I mean, it's just an input selector + tone amp bypass, so if all the contacts involved are in good shape the differences should in fact be negligible.
Speaking of headphones...oh boy. While I have the C4 as a dedicated headphone amp, since it has a dedicated headphone amp built in, the A1 has the headphones built into the tone board and like most integrateds it's an afterthought. Interestingly, though, is just how quiet this thing is even with headphones. Usually its easy to pick up on junk noise with 300ohm headphones once things get moderately loud - even on my modern headphone amps I notice it with high enough gain, and especially with an EQ in the loop. What the A1 is doing here is nothing short of magical to me. I can crank the bass, and crank the volume to head-exploding levels and it's just eerily silent. The 1978 C4 has a dedicated HP board and has noise, the A1 doesn't - go figure.
The C4 headphone amp stage is a bit... odd. It has a crapton of gain for some reason.

* _DATASET ROWS_:
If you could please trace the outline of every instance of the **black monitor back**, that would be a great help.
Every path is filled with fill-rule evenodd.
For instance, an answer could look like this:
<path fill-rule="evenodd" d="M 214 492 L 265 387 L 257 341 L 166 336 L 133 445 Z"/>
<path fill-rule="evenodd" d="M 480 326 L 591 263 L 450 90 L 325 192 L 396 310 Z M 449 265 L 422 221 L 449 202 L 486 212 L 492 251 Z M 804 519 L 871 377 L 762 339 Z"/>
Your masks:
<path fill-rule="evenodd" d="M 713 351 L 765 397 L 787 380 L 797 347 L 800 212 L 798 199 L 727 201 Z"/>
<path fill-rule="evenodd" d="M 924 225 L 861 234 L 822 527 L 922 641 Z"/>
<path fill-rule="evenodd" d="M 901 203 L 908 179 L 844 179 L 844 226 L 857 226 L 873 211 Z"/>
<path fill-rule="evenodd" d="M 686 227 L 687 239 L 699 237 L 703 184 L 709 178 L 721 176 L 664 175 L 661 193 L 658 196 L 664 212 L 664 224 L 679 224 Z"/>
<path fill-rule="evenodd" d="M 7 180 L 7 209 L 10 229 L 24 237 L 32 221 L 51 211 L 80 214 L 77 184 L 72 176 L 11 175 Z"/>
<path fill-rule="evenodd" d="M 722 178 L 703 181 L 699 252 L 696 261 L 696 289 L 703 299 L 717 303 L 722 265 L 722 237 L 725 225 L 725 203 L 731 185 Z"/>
...
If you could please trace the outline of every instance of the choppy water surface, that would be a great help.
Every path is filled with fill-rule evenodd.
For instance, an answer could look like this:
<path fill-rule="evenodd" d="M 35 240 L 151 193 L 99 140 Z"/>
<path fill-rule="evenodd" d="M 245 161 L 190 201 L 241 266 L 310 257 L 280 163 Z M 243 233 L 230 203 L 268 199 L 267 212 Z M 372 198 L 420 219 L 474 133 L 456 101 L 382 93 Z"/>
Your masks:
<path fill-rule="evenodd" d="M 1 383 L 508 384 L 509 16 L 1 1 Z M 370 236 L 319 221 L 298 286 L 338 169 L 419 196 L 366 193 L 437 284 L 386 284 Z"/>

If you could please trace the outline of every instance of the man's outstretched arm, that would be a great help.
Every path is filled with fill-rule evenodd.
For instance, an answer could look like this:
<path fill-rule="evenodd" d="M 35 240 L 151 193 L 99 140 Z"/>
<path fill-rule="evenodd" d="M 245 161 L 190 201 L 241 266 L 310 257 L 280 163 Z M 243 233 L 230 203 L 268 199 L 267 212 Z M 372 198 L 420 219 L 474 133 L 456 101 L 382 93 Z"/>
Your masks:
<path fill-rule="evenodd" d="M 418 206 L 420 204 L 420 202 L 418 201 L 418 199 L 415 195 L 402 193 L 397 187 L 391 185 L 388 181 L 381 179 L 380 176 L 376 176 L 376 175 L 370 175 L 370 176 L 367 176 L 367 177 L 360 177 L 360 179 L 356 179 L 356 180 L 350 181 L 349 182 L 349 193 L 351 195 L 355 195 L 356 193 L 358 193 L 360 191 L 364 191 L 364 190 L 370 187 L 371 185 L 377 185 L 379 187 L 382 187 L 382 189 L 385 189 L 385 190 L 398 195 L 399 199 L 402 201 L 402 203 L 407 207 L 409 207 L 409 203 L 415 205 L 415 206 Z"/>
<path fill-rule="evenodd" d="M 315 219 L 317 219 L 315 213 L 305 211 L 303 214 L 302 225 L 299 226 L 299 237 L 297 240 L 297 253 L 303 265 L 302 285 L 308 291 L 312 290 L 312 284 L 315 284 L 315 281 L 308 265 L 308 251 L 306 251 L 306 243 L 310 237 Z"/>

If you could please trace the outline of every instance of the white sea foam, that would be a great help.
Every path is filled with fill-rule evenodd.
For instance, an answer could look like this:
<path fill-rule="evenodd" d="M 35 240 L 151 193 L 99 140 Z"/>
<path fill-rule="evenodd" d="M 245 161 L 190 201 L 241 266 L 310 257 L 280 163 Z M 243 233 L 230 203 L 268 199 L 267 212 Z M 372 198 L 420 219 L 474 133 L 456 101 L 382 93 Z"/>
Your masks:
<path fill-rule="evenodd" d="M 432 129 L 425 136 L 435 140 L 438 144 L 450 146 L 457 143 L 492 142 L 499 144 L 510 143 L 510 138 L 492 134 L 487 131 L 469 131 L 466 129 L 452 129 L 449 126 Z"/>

* _TO-DO LIST_:
- a) Summarize the post on the A1 and C4 headphone outputs in two sentences.
- b) Pick up the post on the A1 and C4 headphone outputs after its final sentence and keep writing.

* _EXERCISE RESPONSES_:
- a) The A1's headphone output is built into its tone board as an afterthought, like on most integrateds, yet it stays eerily silent with 300-ohm headphones even with the bass and volume cranked. The 1978 C4, by contrast, has a dedicated headphone board but has noise, and its headphone stage has an odd amount of gain.

- b)
c4-hpa.png

1 + 10k/150, that's almost 37 dB! And that's following the entire preamp! One thing's for certain, you want to keep the HP LEVEL waaay down at all times. And then a whopping 330 ohm output impedance. That thing could use some reengineering efforts. I can give it a shot if there is any interest. It's a bit tricky since you have to modify the compensation, get the DC balance right and not get into any trouble with the input bootstrapping, plus reducing bias circuit distortion.

With some guesstimates regarding input transistor noise, I'm getting 66 µV of output noise (-83.6 dBV) over a 20 kHz bandwidth. Given that a 300 ohm only sees less than half that, the end result should be about 30 µV (-90ish dBV). While not great, that should not normally be audible in ~103 dB/V Sennheisers.

Try setting HP level on the C-4 such that normal volume is reached at about 11 o'clock on the main volume dial. Still noisy? It should not be.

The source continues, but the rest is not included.